*Assignment*. Can you duplicate the passage of the commentary on Bill Clinton below, starting with "Originally published in" and going on through "text had planned.", without changing a word?
====== Text block ======
Originally published in Official Artur Davis
Last night, Bill Clinton was the consummate trial lawyer that he would have become had his Arkansas comebacks not worked out: saddled with bad facts, he talked three times as long and tugged on twice as many heartstrings as he and his text had planned.
To use a riff that Clinton regularly invoked, was he right? Infrequently, and the wrongs included some whoppers: like the Democratic meme that a grinch named Mitch McConnell stole Obama’s prospects by pledging to block his reelection. The only problem: when McConnell said it, he had a meager 40 votes in the Senate, and managed to stop a grand total of 0 Obama initiatives in the first half of this term (even after gaining a 41st vote to preserve the right of filibuster). Then there is the inconvenient truth that the allegedly obstructive McConnell cut a deal with Democrats that avoided a massive scheduled tax hike at the end of 2010 and by so doing, almost certainly saved Obama from a second recession in three years.
And the jobs bill that the grinch supposedly blocked in 2011: still waiting for an Obama loyalist, Harry Reid, to bring it to the floor in a Democratic Senate. Which of course calls to mind the multiple Obama budgets, the prescriptive documents that Clinton once called “blueprints for the future”, that failed to command a single Democratic vote in either house. An oddity perhaps of the legislative process, but one more thing that undercuts the theme that it is a unique kind of right-wing intransigence that has undone Obama.
====== Entries shown ======
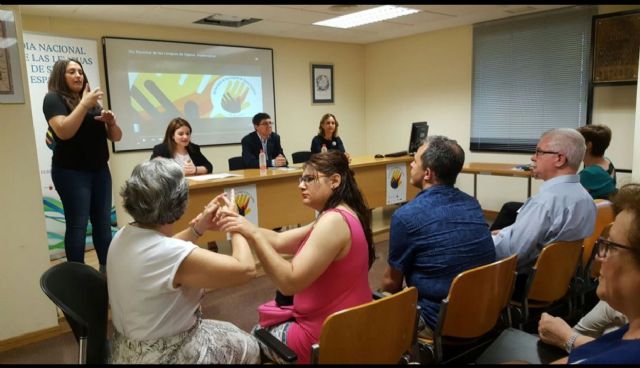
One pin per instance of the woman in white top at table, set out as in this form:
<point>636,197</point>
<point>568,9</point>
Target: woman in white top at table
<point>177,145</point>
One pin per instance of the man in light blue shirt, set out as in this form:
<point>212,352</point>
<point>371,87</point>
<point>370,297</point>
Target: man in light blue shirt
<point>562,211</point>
======
====== Entries shown ======
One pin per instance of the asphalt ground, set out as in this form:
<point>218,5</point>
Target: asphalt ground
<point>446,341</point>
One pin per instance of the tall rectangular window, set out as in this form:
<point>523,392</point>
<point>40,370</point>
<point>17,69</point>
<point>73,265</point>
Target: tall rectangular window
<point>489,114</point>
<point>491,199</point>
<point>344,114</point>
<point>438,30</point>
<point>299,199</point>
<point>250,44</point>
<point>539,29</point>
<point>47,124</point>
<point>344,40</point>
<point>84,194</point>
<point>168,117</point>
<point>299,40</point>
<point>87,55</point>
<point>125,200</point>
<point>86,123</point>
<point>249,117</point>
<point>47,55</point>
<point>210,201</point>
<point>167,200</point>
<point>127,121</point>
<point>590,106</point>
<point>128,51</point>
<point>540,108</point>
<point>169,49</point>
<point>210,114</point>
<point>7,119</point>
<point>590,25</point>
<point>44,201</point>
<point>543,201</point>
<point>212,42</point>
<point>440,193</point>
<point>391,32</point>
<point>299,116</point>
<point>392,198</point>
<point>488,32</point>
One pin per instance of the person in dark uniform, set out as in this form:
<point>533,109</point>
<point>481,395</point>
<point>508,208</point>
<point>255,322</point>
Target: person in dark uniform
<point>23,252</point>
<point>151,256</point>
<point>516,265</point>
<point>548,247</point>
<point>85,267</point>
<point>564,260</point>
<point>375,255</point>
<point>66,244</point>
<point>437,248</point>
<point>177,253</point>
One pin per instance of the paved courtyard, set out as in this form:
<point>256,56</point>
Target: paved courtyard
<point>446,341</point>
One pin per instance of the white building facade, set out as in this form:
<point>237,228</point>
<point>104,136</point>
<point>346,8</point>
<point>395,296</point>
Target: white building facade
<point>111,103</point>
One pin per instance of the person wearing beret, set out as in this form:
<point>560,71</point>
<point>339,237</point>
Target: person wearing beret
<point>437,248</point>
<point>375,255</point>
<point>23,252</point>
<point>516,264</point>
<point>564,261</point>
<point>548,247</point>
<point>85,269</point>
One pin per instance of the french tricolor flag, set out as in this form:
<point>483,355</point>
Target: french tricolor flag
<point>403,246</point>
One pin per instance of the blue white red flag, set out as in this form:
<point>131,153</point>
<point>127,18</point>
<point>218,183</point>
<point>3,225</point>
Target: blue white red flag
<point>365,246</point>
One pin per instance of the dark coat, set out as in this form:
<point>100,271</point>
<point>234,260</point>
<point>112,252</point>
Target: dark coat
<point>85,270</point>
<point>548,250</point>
======
====== Entries shown ======
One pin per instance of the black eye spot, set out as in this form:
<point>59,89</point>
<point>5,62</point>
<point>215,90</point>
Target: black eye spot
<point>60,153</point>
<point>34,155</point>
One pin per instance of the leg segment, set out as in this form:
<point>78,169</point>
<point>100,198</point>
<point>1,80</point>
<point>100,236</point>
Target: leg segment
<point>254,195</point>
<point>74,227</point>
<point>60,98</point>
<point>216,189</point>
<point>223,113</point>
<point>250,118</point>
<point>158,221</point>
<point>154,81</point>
======
*Expected output*.
Originally published in Official Artur Davis
Last night, Bill Clinton was the consummate trial lawyer that he would have become had his Arkansas comebacks not worked out: saddled with bad facts, he talked three times as long and tugged on twice as many heartstrings as he and his text had planned.